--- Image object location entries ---
+---+

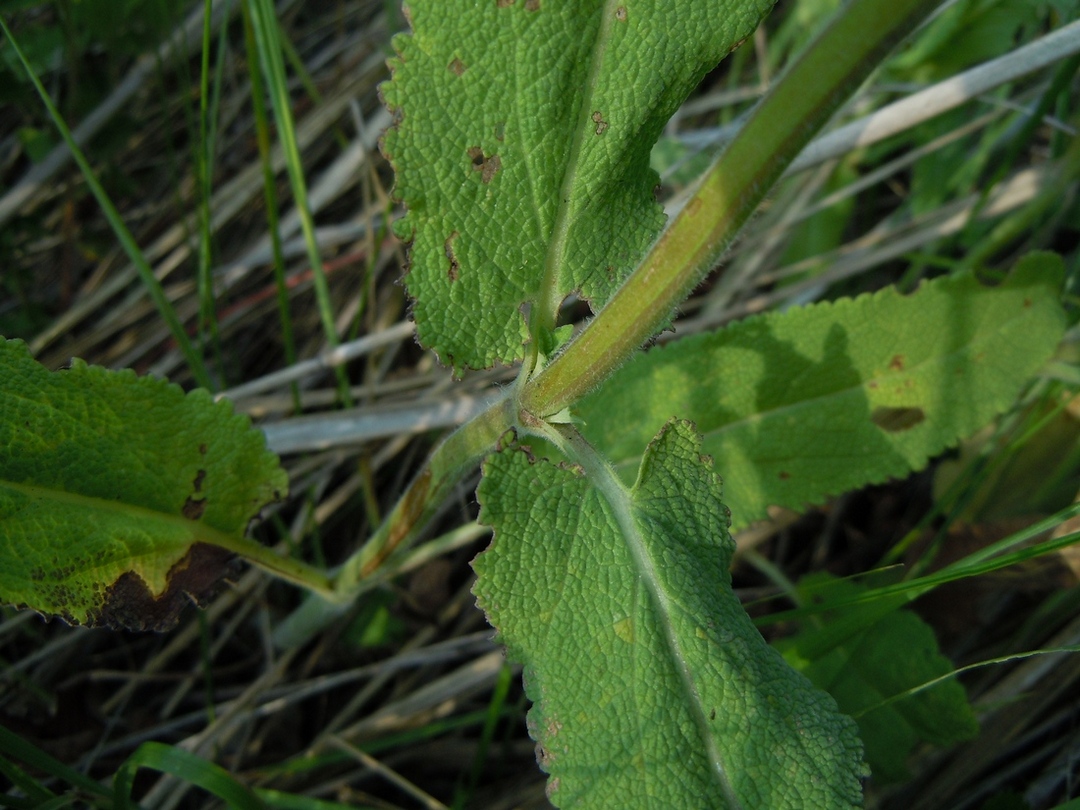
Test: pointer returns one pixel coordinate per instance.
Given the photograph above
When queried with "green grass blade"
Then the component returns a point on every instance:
(188, 767)
(123, 235)
(14, 746)
(270, 196)
(269, 46)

+---+

--- Required task ---
All of the lines above should be retyped precisely, apart from the pictures.

--- Task solution ---
Test: pointer returns one pixel coordinate per instance.
Given the photograph above
When queried with "green grass blade"
Then the component returns a point on every instance:
(188, 767)
(123, 235)
(14, 746)
(270, 196)
(269, 46)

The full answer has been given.